Stored data:
------------------------------------
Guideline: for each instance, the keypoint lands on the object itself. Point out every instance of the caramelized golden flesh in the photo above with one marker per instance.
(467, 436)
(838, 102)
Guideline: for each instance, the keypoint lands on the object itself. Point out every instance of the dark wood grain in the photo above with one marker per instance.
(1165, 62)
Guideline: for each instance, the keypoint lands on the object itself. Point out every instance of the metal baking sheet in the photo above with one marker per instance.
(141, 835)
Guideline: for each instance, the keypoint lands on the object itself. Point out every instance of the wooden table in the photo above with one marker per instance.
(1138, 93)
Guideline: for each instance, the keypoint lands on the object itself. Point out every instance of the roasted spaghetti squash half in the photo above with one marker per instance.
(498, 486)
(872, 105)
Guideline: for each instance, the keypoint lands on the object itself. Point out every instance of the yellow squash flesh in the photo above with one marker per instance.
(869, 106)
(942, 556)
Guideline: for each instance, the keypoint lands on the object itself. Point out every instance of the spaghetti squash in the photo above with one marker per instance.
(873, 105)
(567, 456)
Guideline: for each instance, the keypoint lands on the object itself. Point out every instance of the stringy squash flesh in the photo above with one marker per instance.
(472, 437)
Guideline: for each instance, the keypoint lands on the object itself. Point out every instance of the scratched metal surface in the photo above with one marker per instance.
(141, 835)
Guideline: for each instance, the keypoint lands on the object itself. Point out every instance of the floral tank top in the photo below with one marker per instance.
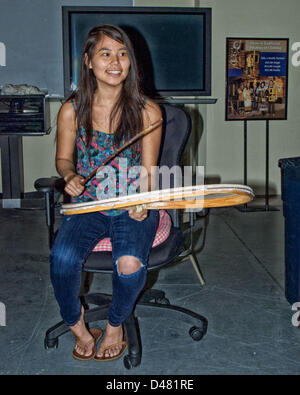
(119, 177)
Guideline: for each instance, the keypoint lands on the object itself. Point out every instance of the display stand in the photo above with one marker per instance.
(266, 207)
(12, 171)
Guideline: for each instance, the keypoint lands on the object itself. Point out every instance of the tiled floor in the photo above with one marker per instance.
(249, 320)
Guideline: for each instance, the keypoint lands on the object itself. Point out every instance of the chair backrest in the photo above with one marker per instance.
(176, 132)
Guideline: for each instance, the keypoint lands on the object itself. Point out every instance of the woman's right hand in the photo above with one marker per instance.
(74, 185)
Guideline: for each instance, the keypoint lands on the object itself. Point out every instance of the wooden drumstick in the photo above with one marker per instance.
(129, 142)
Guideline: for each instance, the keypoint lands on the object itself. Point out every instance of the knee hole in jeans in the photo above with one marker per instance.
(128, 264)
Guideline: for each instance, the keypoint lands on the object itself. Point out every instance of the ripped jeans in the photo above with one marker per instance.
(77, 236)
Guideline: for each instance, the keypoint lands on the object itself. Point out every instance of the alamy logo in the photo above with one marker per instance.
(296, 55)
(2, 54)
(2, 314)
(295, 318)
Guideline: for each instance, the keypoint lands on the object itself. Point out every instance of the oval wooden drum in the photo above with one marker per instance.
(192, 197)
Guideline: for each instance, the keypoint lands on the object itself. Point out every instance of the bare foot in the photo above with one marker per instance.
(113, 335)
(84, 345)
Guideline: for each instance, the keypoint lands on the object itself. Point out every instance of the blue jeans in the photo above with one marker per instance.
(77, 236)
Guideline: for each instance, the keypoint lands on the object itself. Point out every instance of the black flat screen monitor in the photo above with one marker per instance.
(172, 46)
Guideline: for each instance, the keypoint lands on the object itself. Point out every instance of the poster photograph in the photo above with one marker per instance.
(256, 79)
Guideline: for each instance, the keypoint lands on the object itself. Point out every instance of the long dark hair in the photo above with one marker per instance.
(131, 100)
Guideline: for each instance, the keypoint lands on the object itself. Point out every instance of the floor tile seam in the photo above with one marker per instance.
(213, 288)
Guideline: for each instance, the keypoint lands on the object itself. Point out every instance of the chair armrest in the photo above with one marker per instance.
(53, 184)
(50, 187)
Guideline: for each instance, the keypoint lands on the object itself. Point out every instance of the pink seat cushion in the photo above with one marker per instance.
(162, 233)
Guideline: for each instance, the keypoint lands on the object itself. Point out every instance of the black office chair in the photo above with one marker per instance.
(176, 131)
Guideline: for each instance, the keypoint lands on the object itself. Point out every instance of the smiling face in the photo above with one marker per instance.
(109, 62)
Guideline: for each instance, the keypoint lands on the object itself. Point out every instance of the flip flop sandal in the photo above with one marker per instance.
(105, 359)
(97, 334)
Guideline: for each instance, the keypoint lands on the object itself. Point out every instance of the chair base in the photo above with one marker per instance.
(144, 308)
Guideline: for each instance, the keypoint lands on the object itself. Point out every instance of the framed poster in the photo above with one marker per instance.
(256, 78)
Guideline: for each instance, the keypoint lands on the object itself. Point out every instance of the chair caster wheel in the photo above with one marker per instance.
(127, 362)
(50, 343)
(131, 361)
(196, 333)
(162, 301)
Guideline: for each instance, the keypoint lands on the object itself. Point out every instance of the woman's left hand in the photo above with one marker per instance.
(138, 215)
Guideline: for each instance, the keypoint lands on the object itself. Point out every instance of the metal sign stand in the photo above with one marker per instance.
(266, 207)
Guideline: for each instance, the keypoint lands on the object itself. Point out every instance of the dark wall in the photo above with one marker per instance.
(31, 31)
------------------------------------
• WORK REQUEST
Give back, unchanged, the line containing "the chair caster" and each line that comes after it in the entries above, ending with the last.

• REPLY
Guideline: for each instance, the keypoint lands on the object itself. Point out every instance of the chair caster wheel in the photo above with one marker per instance.
(127, 362)
(50, 343)
(131, 361)
(196, 333)
(162, 301)
Guideline: for each instance, the keypoint lands on the object itself. Point out every instance of the woman's left hand in the photo above with one marker per instance.
(138, 215)
Guideline: for each instance, the keypoint lands on the object itself. Point out every instance of the metal sign stand in the photo above with one marker per instance.
(266, 207)
Guideline: for each instance, the keypoint lands on the object itself. Point out every instance of the dark wall in the photo above with one marker per instance.
(31, 31)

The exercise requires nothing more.